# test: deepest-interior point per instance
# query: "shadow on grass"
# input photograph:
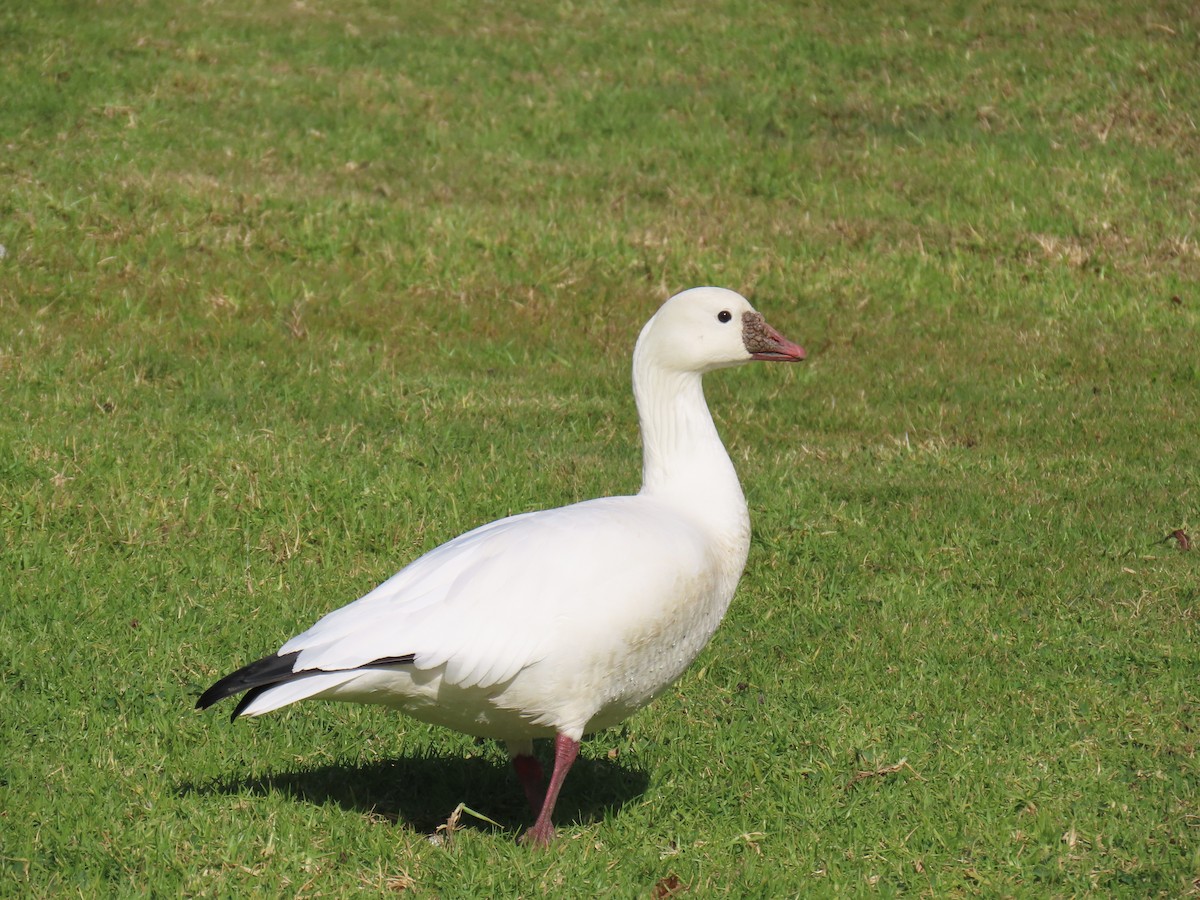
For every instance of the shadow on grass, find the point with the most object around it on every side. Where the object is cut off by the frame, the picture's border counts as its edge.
(421, 791)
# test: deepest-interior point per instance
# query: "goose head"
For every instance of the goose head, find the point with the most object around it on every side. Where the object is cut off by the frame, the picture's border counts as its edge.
(703, 329)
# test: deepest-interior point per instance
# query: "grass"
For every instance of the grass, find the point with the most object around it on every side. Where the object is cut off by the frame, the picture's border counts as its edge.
(294, 291)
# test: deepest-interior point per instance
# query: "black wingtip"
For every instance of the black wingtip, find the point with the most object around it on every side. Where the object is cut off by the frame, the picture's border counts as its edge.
(265, 673)
(255, 678)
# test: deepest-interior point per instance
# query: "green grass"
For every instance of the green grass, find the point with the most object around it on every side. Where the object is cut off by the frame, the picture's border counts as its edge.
(295, 291)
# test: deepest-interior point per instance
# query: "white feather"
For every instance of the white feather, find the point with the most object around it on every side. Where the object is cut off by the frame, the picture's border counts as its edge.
(568, 619)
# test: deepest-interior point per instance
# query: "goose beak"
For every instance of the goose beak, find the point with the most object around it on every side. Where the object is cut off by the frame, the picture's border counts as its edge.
(766, 343)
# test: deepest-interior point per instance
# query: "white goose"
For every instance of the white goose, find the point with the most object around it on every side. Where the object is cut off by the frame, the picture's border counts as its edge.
(562, 622)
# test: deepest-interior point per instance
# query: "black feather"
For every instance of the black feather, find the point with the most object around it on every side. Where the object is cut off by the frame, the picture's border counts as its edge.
(270, 671)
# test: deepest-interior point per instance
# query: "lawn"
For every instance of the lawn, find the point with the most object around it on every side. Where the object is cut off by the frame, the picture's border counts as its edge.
(293, 291)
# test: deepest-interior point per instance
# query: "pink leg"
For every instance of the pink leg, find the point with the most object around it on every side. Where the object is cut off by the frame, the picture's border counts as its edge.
(529, 774)
(543, 832)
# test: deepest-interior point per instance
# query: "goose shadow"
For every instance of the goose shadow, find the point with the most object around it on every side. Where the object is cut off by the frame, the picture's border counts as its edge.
(421, 791)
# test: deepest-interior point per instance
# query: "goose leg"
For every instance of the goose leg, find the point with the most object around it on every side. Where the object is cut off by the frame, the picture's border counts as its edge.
(543, 831)
(529, 774)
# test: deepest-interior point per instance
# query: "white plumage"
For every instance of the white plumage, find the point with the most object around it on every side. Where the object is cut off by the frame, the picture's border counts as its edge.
(561, 622)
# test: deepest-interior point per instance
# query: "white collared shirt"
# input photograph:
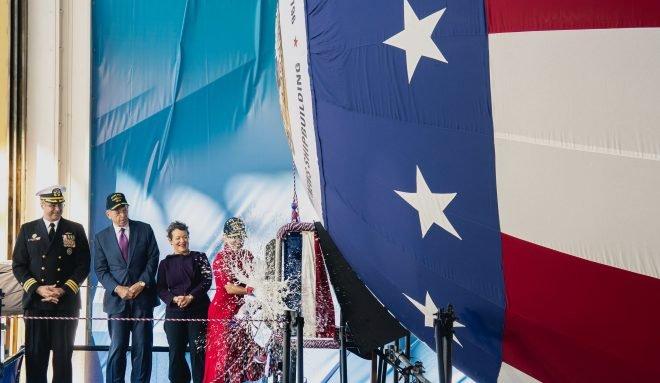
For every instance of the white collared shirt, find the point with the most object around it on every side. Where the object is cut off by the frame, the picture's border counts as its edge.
(127, 231)
(47, 223)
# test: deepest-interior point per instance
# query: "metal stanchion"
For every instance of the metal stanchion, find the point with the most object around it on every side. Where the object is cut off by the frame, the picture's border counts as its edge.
(444, 333)
(383, 367)
(343, 367)
(395, 350)
(300, 324)
(286, 352)
(407, 353)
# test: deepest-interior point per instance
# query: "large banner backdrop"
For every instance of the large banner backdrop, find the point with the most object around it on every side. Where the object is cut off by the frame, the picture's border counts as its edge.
(186, 123)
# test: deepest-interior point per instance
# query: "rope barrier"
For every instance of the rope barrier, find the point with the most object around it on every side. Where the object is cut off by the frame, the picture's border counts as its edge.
(212, 320)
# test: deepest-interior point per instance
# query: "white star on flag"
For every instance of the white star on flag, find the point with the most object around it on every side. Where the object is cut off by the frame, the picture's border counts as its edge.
(429, 310)
(415, 38)
(430, 206)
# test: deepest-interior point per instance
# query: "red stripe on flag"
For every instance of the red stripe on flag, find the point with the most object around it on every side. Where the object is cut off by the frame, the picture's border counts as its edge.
(541, 15)
(570, 320)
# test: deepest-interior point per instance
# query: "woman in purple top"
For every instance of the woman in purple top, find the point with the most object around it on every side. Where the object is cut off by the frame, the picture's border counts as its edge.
(183, 280)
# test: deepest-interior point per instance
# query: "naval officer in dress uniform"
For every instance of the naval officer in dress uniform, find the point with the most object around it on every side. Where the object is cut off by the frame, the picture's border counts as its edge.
(51, 260)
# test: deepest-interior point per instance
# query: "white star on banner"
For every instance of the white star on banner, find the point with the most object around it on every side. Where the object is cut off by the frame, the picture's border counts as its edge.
(430, 206)
(415, 38)
(429, 310)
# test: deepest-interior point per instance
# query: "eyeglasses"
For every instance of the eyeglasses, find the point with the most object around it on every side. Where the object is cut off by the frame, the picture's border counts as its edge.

== Task details ==
The pictures should not be reproduced; quote all of the other material exactly.

== Solution to this task ==
# test: deepest-interior point per instance
# query: "shadow on grass"
# input photograph:
For every instance of the shadow on grass, find the point with the most object around it on every side. Where the object is cut off by the frame, the picture's border counts as its edge.
(421, 791)
# test: deepest-interior point per instance
# query: "goose head"
For every instance of the goose head, find the point with the most object around it on every side. Where the object is cut off by the frame, the picture's border counts as its edge.
(703, 329)
# test: deepest-interior point per instance
# query: "grass"
For every instance of the grass, find the point with the most object around it on every side. Where the object is cut off by the frame, the picture's border counts as its edge.
(294, 291)
# test: deepest-interior point per instance
# query: "black wingtip"
For every instance of the black wingtip, find the point with the most object around it on every side. Where the object is cut off by the frame, the picture's border counts as its edge.
(265, 673)
(255, 678)
# test: deepest-interior point per instance
# query: "green grass"
For every instance of the green grass, find the point with the most object around it on every side. Where the object is cut off by the frame, the picture's border counts as its edge.
(295, 291)
# test: deepest-interior point per instance
# query: "white feather"
For every instance of the white feather, find the point with the most object around it on every side. Where the object is cut off by the frame, the picture's border counts as its edge.
(568, 619)
# test: deepest-interior point per instance
# query: "goose beak"
For every instance of the goose beak, find the point with the most object around it on every side. Where the object is cut off by the frame, the picture's border counts as its edge.
(766, 343)
# test: deepest-interior point per instance
# query: "white goose"
For every instance of the white goose, find the point with the most object around it on every side. Where the object is cut off by the frame, the picture's border counts as its edge.
(562, 622)
# test: deepest-interior point per instance
# query: "black feather"
For every instance of the black feather, find the point with the most object around it on every side. Where the object is cut off by the frame, the picture's border counts as its edge.
(270, 671)
# test: deepest-interior point per instance
# query: "lawn"
For every instance of the lawn, find the point with the most object around it on every side. Where the object is cut off by the frame, the picture's border counts as its edge.
(293, 291)
# test: deepest-interior point per instance
# query: "pink leg"
For every instance of the pink leg, find the point with the most object around it on every side. Where the object is cut off by the frame, the picture's border counts as its edge.
(529, 774)
(543, 832)
# test: deepest-interior point per instance
# query: "goose shadow"
For every instance of the goose shadow, find the point with the most object around it on every side. Where the object is cut off by the frame, the picture's border counts as its edge.
(421, 791)
# test: deepest-interior point per instance
# query: "goose leg"
For every instance of the goose leg, find the point with the most object around it on every side. Where the object is cut off by the frame, the picture's border counts as its edge.
(543, 831)
(529, 774)
# test: deepest-interior point per instance
# query: "white plumage"
For every instance of the white plumage, find the point with the most object around it on every side. Where the object is cut off by the frame, the picture's border counts as its edge.
(561, 622)
# test: deepest-interior point per instance
# query: "white collared shirt"
# input photograph:
For every instance of the white collared shirt, find the point with the most object around it on every side. Where the object is cut off by the frame, the picture's border counts as its edge.
(127, 231)
(47, 223)
# test: deepest-interior point per instance
# query: "metal stanchion"
For every instance of the metal stanchion, find the point with the most object around it on every side. Where the object is cut off by the frame, the picture's border counts as its edge.
(444, 333)
(383, 367)
(343, 367)
(395, 350)
(300, 324)
(286, 352)
(407, 353)
# test: deepest-interior point per instance
# query: "large banner backdrop"
For every instance of the large banner backdrop, find the point with the most object around it on every side. Where the object is cut off by the frame, the picture's border counts as its edge.
(186, 123)
# test: deepest-interior point per instance
# query: "rope barrier"
For every instance of the rope barrier, find the point with the most object around it on every side. Where the object is cut off by the frame, the picture's border counts as its edge.
(212, 320)
# test: deepest-interior point per instance
# query: "white star on flag"
For every instance of the white star on flag, find the point with the most object around it on every side. Where the object is cut off by the frame, the picture's border counts as its edge.
(429, 310)
(415, 38)
(430, 206)
# test: deepest-interior point per instance
# query: "red stripe on flag"
For every instance of the red stripe on flag, find the point with the most object around it on every side. Where the object is cut off by the frame, the picture's border counts as its edge.
(541, 15)
(570, 320)
# test: deepest-interior point per instance
# query: "woman in purple top"
For every instance of the woman in purple top, find the point with the most object around it on every side. Where the object is cut off by the frame, the picture's border counts as its edge.
(183, 280)
# test: deepest-interior point per instance
# query: "naval officer in dress uniform"
For every instance of the naval officer in dress uniform, find the point with the most object around it on every side. Where the object is cut off by the frame, the picture's border counts as its edge.
(51, 260)
# test: deepest-interior point per instance
# query: "white star on banner"
For every instance of the white star on banner, find the point with the most object around it on every side. Where the object is cut off by the frame, the picture's border counts as its edge.
(430, 206)
(415, 38)
(429, 310)
# test: deepest-interior point per instance
# query: "eyeglasses"
For every instance of the eyeglasses, find the point with the most object around it on every side. Where the object is cut off by the frame, the picture's border counts as its edge.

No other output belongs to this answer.